— begin WORKING DATA —
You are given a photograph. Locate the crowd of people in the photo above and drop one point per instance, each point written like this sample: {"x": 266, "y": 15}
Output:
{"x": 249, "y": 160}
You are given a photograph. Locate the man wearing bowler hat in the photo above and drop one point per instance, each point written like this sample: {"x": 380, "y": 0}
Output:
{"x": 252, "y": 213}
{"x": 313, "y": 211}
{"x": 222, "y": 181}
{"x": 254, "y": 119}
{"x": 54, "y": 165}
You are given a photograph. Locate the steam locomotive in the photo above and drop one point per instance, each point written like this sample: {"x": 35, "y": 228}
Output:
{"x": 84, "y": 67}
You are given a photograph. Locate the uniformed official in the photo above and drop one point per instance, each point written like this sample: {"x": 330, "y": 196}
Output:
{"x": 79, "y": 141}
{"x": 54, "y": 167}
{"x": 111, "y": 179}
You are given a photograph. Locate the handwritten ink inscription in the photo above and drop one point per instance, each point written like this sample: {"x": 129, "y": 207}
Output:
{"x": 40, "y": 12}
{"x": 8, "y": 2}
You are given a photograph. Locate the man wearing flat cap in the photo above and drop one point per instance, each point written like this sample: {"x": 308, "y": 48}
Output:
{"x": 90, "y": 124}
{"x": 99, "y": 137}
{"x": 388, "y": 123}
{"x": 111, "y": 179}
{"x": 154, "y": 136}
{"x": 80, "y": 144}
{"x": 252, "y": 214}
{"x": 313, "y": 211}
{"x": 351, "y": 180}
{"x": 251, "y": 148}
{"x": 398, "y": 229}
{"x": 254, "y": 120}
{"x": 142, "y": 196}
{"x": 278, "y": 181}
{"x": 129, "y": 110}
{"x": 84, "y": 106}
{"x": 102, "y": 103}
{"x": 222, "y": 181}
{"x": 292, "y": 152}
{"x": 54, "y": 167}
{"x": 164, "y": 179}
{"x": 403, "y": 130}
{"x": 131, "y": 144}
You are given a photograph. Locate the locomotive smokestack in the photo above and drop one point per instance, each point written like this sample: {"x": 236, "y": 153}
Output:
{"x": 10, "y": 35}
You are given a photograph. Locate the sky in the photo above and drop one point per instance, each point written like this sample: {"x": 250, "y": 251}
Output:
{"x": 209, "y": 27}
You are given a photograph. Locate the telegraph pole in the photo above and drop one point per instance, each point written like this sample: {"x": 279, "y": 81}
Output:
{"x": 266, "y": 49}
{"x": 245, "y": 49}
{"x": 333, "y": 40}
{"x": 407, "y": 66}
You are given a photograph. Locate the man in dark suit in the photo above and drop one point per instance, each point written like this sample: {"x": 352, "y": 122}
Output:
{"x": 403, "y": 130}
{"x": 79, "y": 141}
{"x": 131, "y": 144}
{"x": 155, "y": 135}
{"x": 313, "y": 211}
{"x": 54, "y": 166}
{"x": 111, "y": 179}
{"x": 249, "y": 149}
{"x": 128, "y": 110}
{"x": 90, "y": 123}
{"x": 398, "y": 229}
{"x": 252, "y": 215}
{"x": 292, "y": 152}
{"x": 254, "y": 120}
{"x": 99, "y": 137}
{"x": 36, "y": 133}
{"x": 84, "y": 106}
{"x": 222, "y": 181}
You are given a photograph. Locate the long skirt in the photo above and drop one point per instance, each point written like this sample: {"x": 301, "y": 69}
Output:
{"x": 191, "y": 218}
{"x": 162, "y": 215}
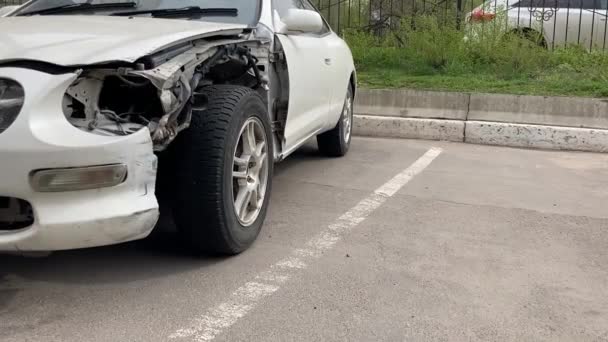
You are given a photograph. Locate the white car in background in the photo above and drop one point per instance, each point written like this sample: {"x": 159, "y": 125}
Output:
{"x": 551, "y": 22}
{"x": 110, "y": 107}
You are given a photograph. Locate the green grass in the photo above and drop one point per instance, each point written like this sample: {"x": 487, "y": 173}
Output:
{"x": 438, "y": 58}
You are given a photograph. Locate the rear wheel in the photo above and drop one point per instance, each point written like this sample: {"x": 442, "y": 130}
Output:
{"x": 222, "y": 171}
{"x": 335, "y": 143}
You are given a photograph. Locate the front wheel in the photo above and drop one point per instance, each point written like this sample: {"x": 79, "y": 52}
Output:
{"x": 335, "y": 143}
{"x": 223, "y": 171}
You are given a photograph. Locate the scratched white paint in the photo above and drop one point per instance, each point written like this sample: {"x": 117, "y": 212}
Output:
{"x": 245, "y": 298}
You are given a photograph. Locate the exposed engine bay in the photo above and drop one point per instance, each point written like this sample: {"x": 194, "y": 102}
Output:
{"x": 159, "y": 90}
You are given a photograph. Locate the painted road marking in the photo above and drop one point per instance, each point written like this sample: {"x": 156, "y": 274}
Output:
{"x": 245, "y": 298}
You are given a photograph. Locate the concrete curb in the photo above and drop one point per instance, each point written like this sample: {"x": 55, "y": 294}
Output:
{"x": 536, "y": 136}
{"x": 407, "y": 128}
{"x": 561, "y": 123}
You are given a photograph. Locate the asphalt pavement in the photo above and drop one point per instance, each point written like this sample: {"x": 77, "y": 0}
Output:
{"x": 400, "y": 240}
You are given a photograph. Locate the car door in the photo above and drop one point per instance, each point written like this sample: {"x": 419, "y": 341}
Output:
{"x": 338, "y": 56}
{"x": 310, "y": 71}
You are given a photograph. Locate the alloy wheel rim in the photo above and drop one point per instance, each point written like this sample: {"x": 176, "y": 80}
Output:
{"x": 250, "y": 172}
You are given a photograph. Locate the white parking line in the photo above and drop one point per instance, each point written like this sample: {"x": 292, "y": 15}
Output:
{"x": 245, "y": 298}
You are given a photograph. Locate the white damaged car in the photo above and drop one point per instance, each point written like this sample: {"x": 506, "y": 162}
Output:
{"x": 114, "y": 111}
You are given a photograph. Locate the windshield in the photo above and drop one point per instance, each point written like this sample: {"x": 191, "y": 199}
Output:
{"x": 247, "y": 11}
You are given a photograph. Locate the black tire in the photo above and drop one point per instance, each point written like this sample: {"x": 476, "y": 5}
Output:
{"x": 202, "y": 156}
{"x": 335, "y": 143}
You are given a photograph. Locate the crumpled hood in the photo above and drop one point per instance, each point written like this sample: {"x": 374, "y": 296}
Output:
{"x": 80, "y": 40}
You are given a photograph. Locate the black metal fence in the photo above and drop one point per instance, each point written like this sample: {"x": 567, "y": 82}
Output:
{"x": 552, "y": 22}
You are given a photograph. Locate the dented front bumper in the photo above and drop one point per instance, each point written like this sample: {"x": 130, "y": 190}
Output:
{"x": 42, "y": 138}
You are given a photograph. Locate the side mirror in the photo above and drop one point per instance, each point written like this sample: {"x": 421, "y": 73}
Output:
{"x": 7, "y": 9}
{"x": 301, "y": 21}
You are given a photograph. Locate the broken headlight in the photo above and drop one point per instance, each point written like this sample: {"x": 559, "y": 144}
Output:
{"x": 11, "y": 101}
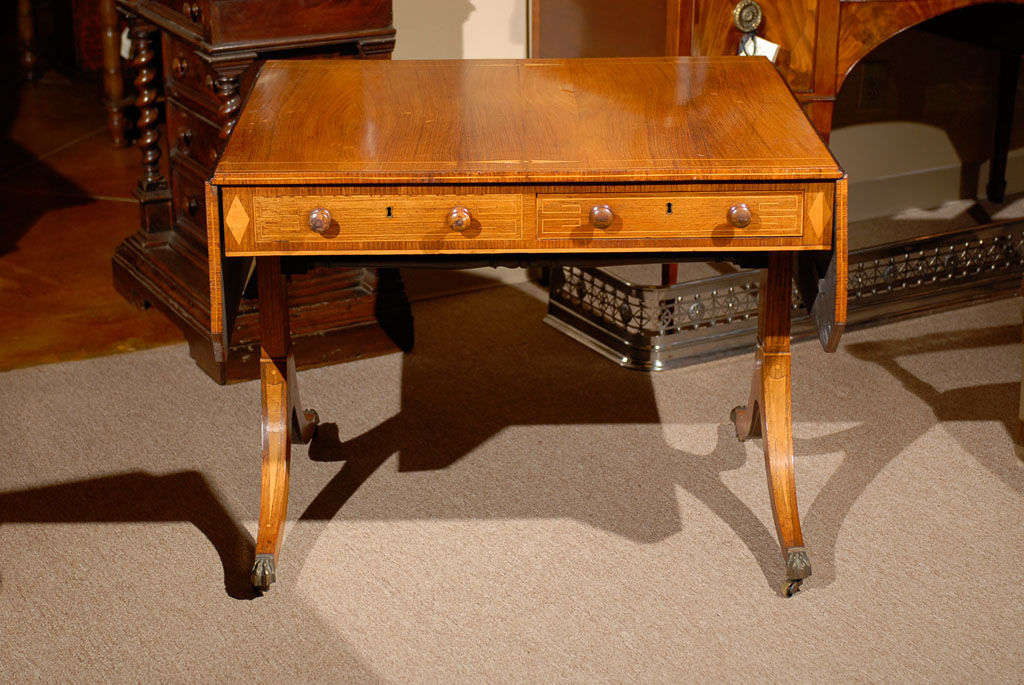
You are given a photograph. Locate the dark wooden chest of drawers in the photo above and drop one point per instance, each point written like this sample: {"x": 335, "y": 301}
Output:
{"x": 203, "y": 56}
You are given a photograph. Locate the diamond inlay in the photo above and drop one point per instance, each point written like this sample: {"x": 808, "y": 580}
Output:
{"x": 237, "y": 220}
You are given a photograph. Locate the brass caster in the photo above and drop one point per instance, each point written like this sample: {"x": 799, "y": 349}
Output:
{"x": 313, "y": 419}
{"x": 263, "y": 573}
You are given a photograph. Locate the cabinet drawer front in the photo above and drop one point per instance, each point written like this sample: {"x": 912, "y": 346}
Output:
{"x": 193, "y": 137}
{"x": 185, "y": 75}
{"x": 193, "y": 14}
{"x": 188, "y": 199}
{"x": 697, "y": 214}
{"x": 386, "y": 218}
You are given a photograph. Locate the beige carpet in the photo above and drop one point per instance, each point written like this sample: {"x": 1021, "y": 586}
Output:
{"x": 505, "y": 506}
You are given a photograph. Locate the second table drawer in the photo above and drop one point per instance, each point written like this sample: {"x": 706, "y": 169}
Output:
{"x": 695, "y": 214}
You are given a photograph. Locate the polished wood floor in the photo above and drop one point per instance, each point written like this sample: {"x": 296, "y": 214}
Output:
{"x": 65, "y": 205}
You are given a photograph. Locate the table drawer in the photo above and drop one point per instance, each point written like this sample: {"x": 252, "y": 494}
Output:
{"x": 527, "y": 218}
{"x": 282, "y": 216}
{"x": 707, "y": 214}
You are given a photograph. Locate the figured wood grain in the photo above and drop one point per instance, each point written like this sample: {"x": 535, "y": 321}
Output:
{"x": 417, "y": 222}
{"x": 522, "y": 121}
{"x": 791, "y": 24}
{"x": 866, "y": 24}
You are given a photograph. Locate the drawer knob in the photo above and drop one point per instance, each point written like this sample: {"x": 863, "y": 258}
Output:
{"x": 739, "y": 215}
{"x": 320, "y": 220}
{"x": 601, "y": 216}
{"x": 459, "y": 219}
{"x": 194, "y": 11}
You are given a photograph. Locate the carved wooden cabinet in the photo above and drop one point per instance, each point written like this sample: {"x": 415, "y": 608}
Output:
{"x": 201, "y": 57}
{"x": 820, "y": 40}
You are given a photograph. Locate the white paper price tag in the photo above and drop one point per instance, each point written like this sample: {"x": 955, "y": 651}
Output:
{"x": 125, "y": 45}
{"x": 755, "y": 46}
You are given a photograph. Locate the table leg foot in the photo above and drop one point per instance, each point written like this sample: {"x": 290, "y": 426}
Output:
{"x": 264, "y": 571}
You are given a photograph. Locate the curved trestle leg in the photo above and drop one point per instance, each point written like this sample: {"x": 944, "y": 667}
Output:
{"x": 284, "y": 421}
{"x": 768, "y": 415}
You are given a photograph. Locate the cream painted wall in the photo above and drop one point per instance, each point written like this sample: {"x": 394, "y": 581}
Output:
{"x": 460, "y": 29}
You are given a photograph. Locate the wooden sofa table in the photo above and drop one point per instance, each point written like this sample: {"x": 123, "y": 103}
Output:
{"x": 460, "y": 163}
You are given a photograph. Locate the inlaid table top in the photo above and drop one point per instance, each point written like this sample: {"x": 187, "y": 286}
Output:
{"x": 650, "y": 119}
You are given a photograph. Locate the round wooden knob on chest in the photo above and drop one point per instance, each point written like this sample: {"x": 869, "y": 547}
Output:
{"x": 739, "y": 215}
{"x": 747, "y": 15}
{"x": 459, "y": 219}
{"x": 184, "y": 139}
{"x": 320, "y": 220}
{"x": 601, "y": 216}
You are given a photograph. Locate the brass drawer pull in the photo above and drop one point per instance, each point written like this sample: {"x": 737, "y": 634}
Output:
{"x": 601, "y": 216}
{"x": 459, "y": 219}
{"x": 320, "y": 220}
{"x": 739, "y": 215}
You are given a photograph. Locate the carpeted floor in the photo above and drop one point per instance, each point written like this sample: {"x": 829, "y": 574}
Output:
{"x": 502, "y": 505}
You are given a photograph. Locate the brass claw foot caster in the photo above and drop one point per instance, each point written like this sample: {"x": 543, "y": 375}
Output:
{"x": 798, "y": 567}
{"x": 263, "y": 571}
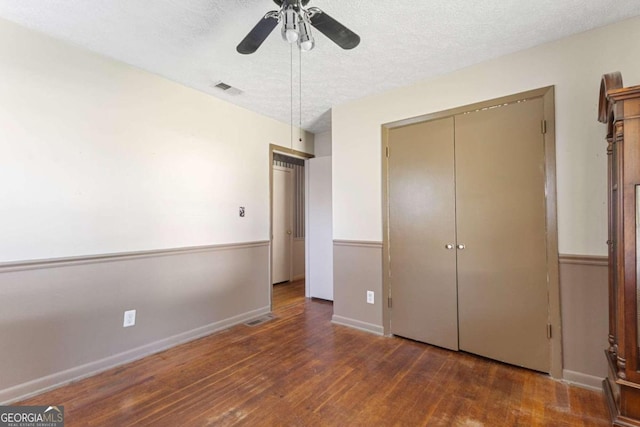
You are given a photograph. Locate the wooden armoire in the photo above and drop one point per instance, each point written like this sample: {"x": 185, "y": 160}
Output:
{"x": 619, "y": 108}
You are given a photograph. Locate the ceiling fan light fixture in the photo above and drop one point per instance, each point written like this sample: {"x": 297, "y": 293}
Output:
{"x": 306, "y": 41}
{"x": 290, "y": 25}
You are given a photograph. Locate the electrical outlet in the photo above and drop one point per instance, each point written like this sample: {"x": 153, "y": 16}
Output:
{"x": 370, "y": 297}
{"x": 129, "y": 318}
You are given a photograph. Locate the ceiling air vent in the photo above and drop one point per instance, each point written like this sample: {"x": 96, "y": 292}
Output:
{"x": 226, "y": 88}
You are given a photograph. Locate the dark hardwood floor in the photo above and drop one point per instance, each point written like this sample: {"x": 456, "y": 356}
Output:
{"x": 300, "y": 370}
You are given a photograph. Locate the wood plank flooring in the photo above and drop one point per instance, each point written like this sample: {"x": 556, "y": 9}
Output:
{"x": 300, "y": 370}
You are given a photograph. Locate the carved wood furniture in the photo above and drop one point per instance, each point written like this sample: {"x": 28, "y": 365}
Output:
{"x": 619, "y": 108}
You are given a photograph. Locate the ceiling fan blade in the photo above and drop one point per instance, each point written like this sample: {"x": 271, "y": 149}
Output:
{"x": 258, "y": 34}
{"x": 338, "y": 33}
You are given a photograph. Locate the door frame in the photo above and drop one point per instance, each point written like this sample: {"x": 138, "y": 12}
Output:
{"x": 548, "y": 96}
{"x": 273, "y": 148}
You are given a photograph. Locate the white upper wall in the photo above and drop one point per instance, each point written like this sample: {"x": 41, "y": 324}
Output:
{"x": 99, "y": 157}
{"x": 322, "y": 144}
{"x": 574, "y": 65}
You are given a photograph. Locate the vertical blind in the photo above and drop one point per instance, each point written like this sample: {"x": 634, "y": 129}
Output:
{"x": 297, "y": 166}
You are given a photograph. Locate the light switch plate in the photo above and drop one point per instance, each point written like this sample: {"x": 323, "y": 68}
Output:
{"x": 370, "y": 297}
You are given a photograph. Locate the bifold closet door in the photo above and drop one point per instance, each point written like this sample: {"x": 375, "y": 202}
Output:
{"x": 422, "y": 267}
{"x": 501, "y": 221}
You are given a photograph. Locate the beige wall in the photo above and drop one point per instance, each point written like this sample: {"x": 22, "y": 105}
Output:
{"x": 98, "y": 157}
{"x": 585, "y": 305}
{"x": 298, "y": 258}
{"x": 105, "y": 158}
{"x": 63, "y": 320}
{"x": 574, "y": 66}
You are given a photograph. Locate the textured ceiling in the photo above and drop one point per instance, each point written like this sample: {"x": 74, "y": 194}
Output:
{"x": 193, "y": 42}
— end WORKING DATA —
THE TASK: Only those lines running from the one containing "You are given a photograph. Locate the wood plank" through the last line of the data above are to be copied, exactly, with both ends included.

EXERCISE RESPONSE:
You are given a photograph. Locate the wood plank flooring in the photo above and drop one point per instance, each point written like this sample: {"x": 556, "y": 9}
Output:
{"x": 300, "y": 370}
You are given a photograph. Locate the carved wood furniture in the photo above and drop one point per instance, each point written like this sample: {"x": 28, "y": 365}
Output:
{"x": 619, "y": 108}
You are given a photograph. Locate the ceiling fan blade in the photo above and drop one point per instance, each point written like this sample: {"x": 271, "y": 149}
Output:
{"x": 258, "y": 34}
{"x": 338, "y": 33}
You are given a photograph. Locate the door frame in the photo above and drop one point per instance, each point written like this sample: {"x": 138, "y": 12}
Output:
{"x": 548, "y": 96}
{"x": 273, "y": 148}
You are given a photograph. Locate the white upper wall in the photo above and drop one point per instance, each point written like this sample: {"x": 41, "y": 324}
Output:
{"x": 99, "y": 157}
{"x": 322, "y": 144}
{"x": 574, "y": 65}
You are given a photograph. Locate the vertical blind in the photo above and drop one point per instance, each point written like this sample: {"x": 634, "y": 129}
Output:
{"x": 297, "y": 166}
You are given a photograph. Locate the light switch plate in the photo above and drop one point per instance, each point written like this sample: {"x": 323, "y": 68}
Output:
{"x": 370, "y": 297}
You are given a photograph. Locate the bifold closet door in the photo above and drop one point per instance, each point written like this sample: {"x": 375, "y": 202}
Output:
{"x": 422, "y": 267}
{"x": 501, "y": 221}
You are given a photograph. Locate the beige wall in the photo above and drop one point per instance, each point written like this sample: {"x": 22, "y": 105}
Output:
{"x": 98, "y": 157}
{"x": 585, "y": 305}
{"x": 298, "y": 258}
{"x": 105, "y": 158}
{"x": 63, "y": 320}
{"x": 574, "y": 66}
You are given a photograph. Locate the textured ceiling in the photo above and drop one point per instance, each point written like this sample: {"x": 74, "y": 194}
Output:
{"x": 193, "y": 42}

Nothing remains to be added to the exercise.